Prompt A
Using the film review, explain in one to three sentences why it is tempting to think part of We Have A Pope was shot in 2005.
Prompt B
Summarize the film review in two sentences.
Prompt C
Transcribe the passage of the film review from "With none of" to "the populace incognito.".

Reading passage
--*--

Our man in the Vatican, Nanni Moretti’s We Have A Pope delights both in the vibrant ritual of the papal conclave and rattling its cardinals’ chasubles.
We Have A Pope
3.0 out of 5.0 stars
The Vatican Cellars by Mark Wilshin
CAUTION: Here be spoilers
While the recent history of the Holy See may have been blighted by silence on child abuse and allegations of money laundering, Nanni Moretti takes the death of Pope John Paul II and the election of Pope Benedict XVI as the inspiration of his papal satire. A series of wishful-thinking what-ifs, Moretti climbs inside the Vatican’s closed doors, not as a documentarist but as a fiction filmmaker. With thousands of extras and astonishing dominance over St Peter’s Square and the Sistine Chapel, it’s tempting to think at least part of We Have A Pope was shot in 2005 – a 35mm documentary of Cardinal Ratzinger’s inauguration. But with comic asides, such as the dense journalist who mistakes black smoke for white, and the papal conclave suspended in disbelief while their elected candidate disappears, reduced to a frustrated in-house squabbling, pushy psychoanalysts and clerical volleyball, we’re in a Moretti kind of wonderland.
With none of the left-wing politics, psychological introspection or foibles of filmmaking in Aprile, Il Caimano or The Son’s Room, We Have A Pope is almost utterly unlike Moretti’s previous films. Of course, it stars the director in a prominent role, this time as the atheistic psychologist brought in to analyse the newly elected pope and guide him back to his vocation with science. And there’s a familiarly witty kind of insouciance, satirical and carefree – the conclave assembled in the Sistine Chapel steal glances, scribble and tap like anxious schoolboys, desperate not to be receive the heavenly calling. But above all, it’s a Moretti film in its moment out of time, its hiatus in the everyday. Here it’s an extended period of inbetweenness in which the world waits for a new earthly Father, while the Pope disappears with Shakespearean gusto into the populace incognito.

--*--

[Records taken from a dataset]

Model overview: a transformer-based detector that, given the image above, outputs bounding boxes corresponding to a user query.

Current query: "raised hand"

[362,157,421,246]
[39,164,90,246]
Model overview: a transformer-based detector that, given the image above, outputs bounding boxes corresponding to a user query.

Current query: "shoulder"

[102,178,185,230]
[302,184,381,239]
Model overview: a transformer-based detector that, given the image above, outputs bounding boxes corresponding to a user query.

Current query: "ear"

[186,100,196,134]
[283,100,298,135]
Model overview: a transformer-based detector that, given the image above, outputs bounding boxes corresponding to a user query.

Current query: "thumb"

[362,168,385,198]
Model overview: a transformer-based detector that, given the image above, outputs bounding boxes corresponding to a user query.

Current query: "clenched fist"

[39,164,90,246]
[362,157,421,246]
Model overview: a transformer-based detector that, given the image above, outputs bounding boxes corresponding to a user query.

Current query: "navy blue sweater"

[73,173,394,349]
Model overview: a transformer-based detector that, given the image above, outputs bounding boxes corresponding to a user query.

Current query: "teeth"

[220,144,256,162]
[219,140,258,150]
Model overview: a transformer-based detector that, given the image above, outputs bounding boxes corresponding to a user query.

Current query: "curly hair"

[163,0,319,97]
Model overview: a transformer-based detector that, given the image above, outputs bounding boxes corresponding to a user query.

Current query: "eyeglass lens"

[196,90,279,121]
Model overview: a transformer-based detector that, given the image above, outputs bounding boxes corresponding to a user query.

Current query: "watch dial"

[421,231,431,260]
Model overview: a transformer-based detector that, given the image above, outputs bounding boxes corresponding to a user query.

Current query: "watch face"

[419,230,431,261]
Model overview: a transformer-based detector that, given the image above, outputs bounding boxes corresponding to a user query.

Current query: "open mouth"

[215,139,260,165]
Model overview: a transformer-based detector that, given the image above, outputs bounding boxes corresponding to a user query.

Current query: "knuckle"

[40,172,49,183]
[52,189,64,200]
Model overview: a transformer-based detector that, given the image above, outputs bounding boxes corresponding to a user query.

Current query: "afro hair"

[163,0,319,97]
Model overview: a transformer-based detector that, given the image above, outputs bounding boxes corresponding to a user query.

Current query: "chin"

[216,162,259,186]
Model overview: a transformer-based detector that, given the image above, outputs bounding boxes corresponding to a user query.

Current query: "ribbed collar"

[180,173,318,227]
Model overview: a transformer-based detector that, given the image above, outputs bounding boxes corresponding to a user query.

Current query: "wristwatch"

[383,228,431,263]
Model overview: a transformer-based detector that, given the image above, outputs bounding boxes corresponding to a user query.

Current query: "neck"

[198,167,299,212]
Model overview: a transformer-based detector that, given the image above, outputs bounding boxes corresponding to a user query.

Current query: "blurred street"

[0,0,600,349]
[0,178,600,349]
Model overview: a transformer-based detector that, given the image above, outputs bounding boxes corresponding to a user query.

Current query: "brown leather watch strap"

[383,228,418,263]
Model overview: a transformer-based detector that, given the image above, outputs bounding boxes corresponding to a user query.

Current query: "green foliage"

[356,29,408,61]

--*--

Exercise output A
The film has thousands of extras and shows astonishing dominance over St Peter's Square and the Sistine Chapel. That makes it tempting to think at least part of it was shot in 2005 as a 35mm documentary of Cardinal Ratzinger's inauguration.

Exercise output B
Nanni Moretti's We Have A Pope takes the death of Pope John Paul II and the election of Pope Benedict XVI as the inspiration for a papal satire, with comic asides such as a conclave suspended in disbelief while its elected candidate disappears. Although the film lacks the left-wing politics and introspection of Moretti's previous films, it still stars the director, as an atheistic psychologist, and shares his witty insouciance and his interest in a moment out of time.

Exercise output C
With none of the left-wing politics, psychological introspection or foibles of filmmaking in Aprile, Il Caimano or The Son’s Room, We Have A Pope is almost utterly unlike Moretti’s previous films. Of course, it stars the director in a prominent role, this time as the atheistic psychologist brought in to analyse the newly elected pope and guide him back to his vocation with science. And there’s a familiarly witty kind of insouciance, satirical and carefree – the conclave assembled in the Sistine Chapel steal glances, scribble and tap like anxious schoolboys, desperate not to be receive the heavenly calling. But above all, it’s a Moretti film in its moment out of time, its hiatus in the everyday. Here it’s an extended period of inbetweenness in which the world waits for a new earthly Father, while the Pope disappears with Shakespearean gusto into the populace incognito.